** Opening Input for this task block **
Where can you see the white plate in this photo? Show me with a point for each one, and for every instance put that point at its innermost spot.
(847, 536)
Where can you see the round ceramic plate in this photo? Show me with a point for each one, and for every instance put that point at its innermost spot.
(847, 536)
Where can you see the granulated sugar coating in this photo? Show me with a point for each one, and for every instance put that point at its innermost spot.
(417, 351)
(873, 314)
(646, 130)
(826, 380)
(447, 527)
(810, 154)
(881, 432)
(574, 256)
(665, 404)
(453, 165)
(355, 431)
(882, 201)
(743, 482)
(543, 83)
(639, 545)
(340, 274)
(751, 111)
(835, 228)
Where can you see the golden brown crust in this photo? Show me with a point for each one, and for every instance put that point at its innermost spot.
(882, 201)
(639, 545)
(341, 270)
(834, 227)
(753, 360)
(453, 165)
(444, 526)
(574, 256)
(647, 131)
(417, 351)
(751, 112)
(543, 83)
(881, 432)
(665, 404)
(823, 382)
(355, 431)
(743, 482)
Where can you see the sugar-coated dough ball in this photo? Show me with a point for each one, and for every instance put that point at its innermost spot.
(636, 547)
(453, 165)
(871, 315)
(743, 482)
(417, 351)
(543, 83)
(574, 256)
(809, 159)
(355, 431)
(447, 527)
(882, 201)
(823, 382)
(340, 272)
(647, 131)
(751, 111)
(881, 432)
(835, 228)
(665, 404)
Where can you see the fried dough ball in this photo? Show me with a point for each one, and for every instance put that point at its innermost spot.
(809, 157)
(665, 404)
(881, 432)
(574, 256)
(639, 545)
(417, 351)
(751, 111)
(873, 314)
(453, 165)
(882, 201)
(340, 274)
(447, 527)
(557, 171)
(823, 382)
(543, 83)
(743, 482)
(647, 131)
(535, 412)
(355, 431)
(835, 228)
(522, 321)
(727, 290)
** Closing Input for this task block **
- _Required action_: Each record above needs to be reproduced exactly as written.

- _Output for this exercise_:
Where can you see the white plate in this photo? Show me with a point for each one, and for every instance put that point at its innermost spot.
(847, 536)
Where can you see the round ceramic plate in this photo? Show me with a point for each one, and for every instance put that point at its innermost spot.
(847, 536)
Where can you see the granulated sugar coating in this photo? Show me with a point for each one, and for every instance put that point at its innermost spot.
(417, 351)
(873, 314)
(646, 130)
(826, 380)
(447, 527)
(810, 154)
(881, 432)
(574, 256)
(665, 404)
(453, 165)
(355, 431)
(882, 201)
(743, 482)
(543, 83)
(639, 545)
(340, 274)
(751, 111)
(835, 228)
Where can you see the golden brown crust in this photo? Show me with a point for each one, and for every instance put that point at its innermost spot.
(882, 201)
(639, 545)
(341, 270)
(834, 227)
(753, 360)
(453, 165)
(444, 526)
(574, 256)
(647, 131)
(417, 351)
(751, 112)
(543, 83)
(881, 432)
(665, 404)
(823, 382)
(355, 431)
(743, 482)
Where can you see the sugar-coated dough ball in this photo? Show me with a point for each one, and for every instance put that point at its innermost spot.
(636, 547)
(453, 165)
(871, 315)
(743, 482)
(417, 351)
(543, 83)
(574, 256)
(809, 159)
(355, 431)
(447, 527)
(882, 201)
(823, 382)
(340, 272)
(647, 131)
(751, 111)
(881, 432)
(835, 228)
(665, 404)
Where can you see the fried dough ball in this photo? Show me with a point for each one, and for every instance put that point at its innermost spot.
(809, 157)
(665, 404)
(881, 432)
(574, 256)
(639, 545)
(417, 351)
(751, 111)
(873, 314)
(453, 165)
(882, 201)
(340, 274)
(447, 527)
(557, 171)
(823, 382)
(543, 83)
(743, 482)
(647, 131)
(535, 412)
(355, 431)
(835, 228)
(522, 321)
(727, 290)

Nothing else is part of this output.